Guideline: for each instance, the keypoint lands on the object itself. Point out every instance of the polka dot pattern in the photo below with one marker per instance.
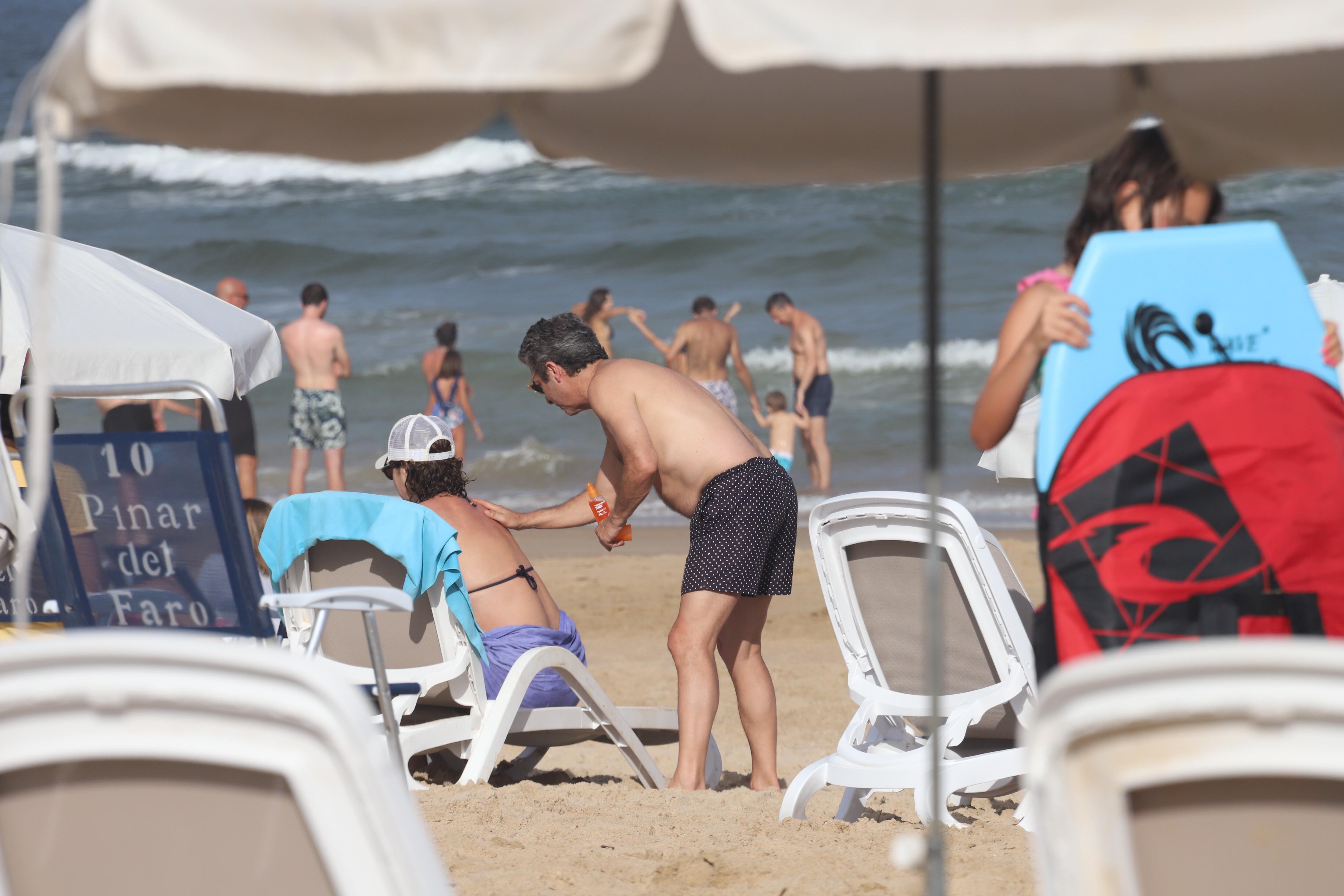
...
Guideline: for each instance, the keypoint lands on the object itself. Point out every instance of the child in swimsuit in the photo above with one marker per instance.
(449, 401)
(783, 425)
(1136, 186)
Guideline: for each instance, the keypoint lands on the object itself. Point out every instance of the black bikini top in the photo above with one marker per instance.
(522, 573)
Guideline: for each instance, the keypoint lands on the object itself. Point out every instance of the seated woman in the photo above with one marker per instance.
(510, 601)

Given instruction:
State how many lines of the records above contain the word "keypoint". Reply with the number alone.

The reply:
4